*Exercise*.
From the text on wine tasting, list each thing it says the wine merchant's customers generally do instead of analyzing the wines.

### Extract to read

The greatest wine is not necessarily the most concentrated one. There is a fad for power at all costs at the moment, due to the fact that the professionals taste lots of wines in quick succession, and outside the context of a meal. Wine-lovers, meanwhile, tend to taste their wines at the table. What they want is a certain pleasure in which concentration is not necessarily the most important factor”

About sums up my thoughts! The quote is from Lucien Guillemet of Château Pouget and Jacques Boyd, two Bordeaux estates and taken from the Journal Des Crus Classiques d’Yvon Mau.
A chat with a wine merchant just yesterday gave me a jolt. Hosting a wine tasting he munch on a pork pie, sipped from one random glass and another. His preferred method to experience the wines as his customers would. They don’t, generally, analyse but sip and chat and eat.
Something us wine tasters need to keep in mind when subjecting each bottle to critical analysis. Don’t you agree?
[Image by Francesca Law]


  1. Alex says:

    I think yes and no. Hmm, that’s not ambivalent! I think there’s a place for both types of tasting and in some respects I think that it’s quite important for a wine merchant to have an almost clinical approach to the wines he or she sells. That way, they’re in the best position to advise customers on possible food matches. I’m not sure the cited wine merchant example would allow him to do that as well …
    Also, when I buy a wine I like to have my first taste completely clear of food or anything else so I can assess it (and put the notes in my wine book!), before going on to drink it with food/friends/both. Maybe I’m just weird, but I tend not to serve wines I haven’t already tried out to friends, especially if it’s at a dinner party.

  2. Robert says:

    If you are wanting to have an enjoyable evening, have wine in this way makes sense. However, if it is a “wine tasting” the point, surely, would be to know specifically what you are drinking. A “random glass or other” means you might not find it again or even end up buying the wrong one.
    On the other hand, if you were to incorporate more food and less formal descriptions but more chat, but still ‘taste’ the wines, I think you could get the best of both worlds.
    As for “power at all costs”, I think I agree generally (particularly if you are talking about Bordeaux) but there are examples where this approach has got more out of varieties that are otherwise considered bland and unworthy, such as in the Languedoc.

######
### Data excerpts

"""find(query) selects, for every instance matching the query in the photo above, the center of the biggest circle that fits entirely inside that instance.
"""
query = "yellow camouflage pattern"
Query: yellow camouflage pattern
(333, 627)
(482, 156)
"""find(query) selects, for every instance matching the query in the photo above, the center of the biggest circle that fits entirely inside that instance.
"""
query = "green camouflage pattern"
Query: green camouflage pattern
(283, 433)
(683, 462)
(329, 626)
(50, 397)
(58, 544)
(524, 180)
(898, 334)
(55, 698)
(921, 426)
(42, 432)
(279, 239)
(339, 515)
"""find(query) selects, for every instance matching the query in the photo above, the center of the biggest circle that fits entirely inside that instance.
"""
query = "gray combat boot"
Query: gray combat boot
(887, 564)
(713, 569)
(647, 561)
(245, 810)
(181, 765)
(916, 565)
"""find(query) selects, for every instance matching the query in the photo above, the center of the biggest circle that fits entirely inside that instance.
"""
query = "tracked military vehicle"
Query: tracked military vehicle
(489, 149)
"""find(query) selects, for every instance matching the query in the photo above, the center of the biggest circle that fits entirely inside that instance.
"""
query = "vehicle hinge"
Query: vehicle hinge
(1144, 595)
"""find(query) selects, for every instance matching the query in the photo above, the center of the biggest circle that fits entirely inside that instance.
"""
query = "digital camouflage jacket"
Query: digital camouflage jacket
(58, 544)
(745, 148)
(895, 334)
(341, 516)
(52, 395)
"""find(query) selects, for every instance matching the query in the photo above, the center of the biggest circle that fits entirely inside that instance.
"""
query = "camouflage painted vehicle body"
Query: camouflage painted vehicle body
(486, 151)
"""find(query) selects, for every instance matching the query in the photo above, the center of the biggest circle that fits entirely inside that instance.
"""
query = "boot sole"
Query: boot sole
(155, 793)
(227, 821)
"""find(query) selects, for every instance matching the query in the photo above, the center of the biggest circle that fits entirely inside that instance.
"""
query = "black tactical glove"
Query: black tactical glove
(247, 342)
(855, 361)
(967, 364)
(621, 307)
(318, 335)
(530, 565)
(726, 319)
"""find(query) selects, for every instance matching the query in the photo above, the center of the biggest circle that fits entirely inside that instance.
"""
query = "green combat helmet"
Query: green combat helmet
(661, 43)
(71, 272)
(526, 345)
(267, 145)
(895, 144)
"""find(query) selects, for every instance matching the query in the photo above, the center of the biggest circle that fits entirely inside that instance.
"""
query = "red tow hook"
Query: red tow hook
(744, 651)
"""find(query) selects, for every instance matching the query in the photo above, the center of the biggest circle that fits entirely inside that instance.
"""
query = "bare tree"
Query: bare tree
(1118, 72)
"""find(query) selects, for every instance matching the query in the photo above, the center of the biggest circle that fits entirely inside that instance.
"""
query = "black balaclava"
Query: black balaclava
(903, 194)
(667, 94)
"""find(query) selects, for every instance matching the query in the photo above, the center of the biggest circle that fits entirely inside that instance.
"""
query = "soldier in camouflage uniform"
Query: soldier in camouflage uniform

######

*Written solution*.
- Sip
- Chat
- Eat